SOURCE DOCUMENT section start

Children Injured In Bouncy Castle Horror

Children Injured In Bouncy Castle Horror

A father watched in horror as his son was thrown into the air and across a road after a bouncy castle blew away in high winds.

Seven-year-old Koby Dakin suffered serious injuries in the incident at the White House Hotel in Whitby, North Yorkshire, on Sunday afternoon.

His father Damien Young, 32, said Koby, his brother Kyle, aged 10, and an eight-year-old friend, Imogen Wright, were playing on the inflatable when a gust of wind ripped pegs out of the ground.

"It was getting quite windy, so we were thinking we'd better take them off. It didn't look very secure," he said.

"The next thing it just took off and flew up and spun around in the air. I saw my son laid on the floor and the other two holding their heads."

The bouncy castle blew across the road and caught on a telegraph pole. North Yorkshire Police called in North Yorkshire Fire and Rescue to make it safe as ambulance crews treated the three children at the roadside.

Kyle Dakin injured his knee while Imogen suffered concussion. Both children were taken to hospital in Scarborough.

Koby was airlifted to Middlesbrough's James Cook Hospital where his mother says is being treated for a broken leg, two arm fractures, a broken rib, a punctured lung and head trauma.

SOURCE DOCUMENT section end
DATA FOR REVIEW section start

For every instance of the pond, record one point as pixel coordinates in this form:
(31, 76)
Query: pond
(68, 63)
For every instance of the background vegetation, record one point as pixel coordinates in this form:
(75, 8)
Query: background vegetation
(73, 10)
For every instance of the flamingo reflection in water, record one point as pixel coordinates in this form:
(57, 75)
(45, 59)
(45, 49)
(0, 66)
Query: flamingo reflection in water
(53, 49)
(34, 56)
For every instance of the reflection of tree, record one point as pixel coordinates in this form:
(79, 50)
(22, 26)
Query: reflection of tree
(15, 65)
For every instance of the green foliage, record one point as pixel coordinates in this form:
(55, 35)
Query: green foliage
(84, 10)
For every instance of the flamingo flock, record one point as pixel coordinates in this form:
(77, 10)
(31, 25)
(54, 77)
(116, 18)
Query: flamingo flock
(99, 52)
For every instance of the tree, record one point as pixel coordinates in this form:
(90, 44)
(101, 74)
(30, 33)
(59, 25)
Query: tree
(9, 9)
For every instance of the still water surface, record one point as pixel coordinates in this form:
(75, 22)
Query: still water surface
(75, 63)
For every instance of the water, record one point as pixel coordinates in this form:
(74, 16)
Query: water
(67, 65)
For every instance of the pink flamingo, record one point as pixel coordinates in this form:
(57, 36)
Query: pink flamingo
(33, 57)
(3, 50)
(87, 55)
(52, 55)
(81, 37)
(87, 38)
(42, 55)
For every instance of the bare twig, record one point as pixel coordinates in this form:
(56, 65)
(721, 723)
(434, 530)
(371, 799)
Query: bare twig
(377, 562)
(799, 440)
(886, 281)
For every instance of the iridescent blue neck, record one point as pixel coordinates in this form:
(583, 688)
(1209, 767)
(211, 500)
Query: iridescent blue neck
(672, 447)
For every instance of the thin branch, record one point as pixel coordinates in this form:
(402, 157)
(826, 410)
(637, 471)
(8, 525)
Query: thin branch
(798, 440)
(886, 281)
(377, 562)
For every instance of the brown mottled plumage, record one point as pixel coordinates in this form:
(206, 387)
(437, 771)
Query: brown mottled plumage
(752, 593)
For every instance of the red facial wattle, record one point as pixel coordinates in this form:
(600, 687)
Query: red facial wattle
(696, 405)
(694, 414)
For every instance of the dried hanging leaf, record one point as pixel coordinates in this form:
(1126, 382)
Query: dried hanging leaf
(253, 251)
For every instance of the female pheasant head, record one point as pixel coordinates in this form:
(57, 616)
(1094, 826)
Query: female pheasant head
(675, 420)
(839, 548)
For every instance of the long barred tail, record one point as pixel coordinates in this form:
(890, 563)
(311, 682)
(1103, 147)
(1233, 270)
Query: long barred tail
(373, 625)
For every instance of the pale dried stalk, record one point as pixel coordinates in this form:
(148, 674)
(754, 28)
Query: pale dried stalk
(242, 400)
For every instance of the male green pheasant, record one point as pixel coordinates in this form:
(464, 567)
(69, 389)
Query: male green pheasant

DATA FOR REVIEW section end

Could you continue the news report above about the bouncy castle accident in Whitby, picking up after its last sentence?

TASK OUTPUT
Terry Dakin, 33, spent the night at Koby's bedside and describes him as a little fighter.

"He had a neck brace on and he was on a spinal board - I thought he was going to have a spinal injury. It's good news that he hasn't," she said.

"He's had a really bad night, he's been screaming and crying with pain and he's just gone into theatre now.

" He's alright, he's just quite sleepy with all the medicines they've given him. I'm sure he'll be back to himself soon."

The Dakin family have released pictures of Koby's injuries to show just how dangerous bouncy castles can be.

Police said wind speeds reached almost 40mph at the time of the party, held to celebrate a christening.

The bouncy castle had been inflated in the exposed rear garden of the hotel, which backs on to a golf course set back from the cliff top to the north of the seaside town.

The injured boys' grandfather, Andy Dakin, arrived at the scene minutes after it happened and took a photograph of the deflated bouncy castle wrapped around the telegraph pole.

"The bouncy castle was five foot off the top of the pole and at the bottom of the wall and that's where my grandson ended up, smashed into the wall," he said.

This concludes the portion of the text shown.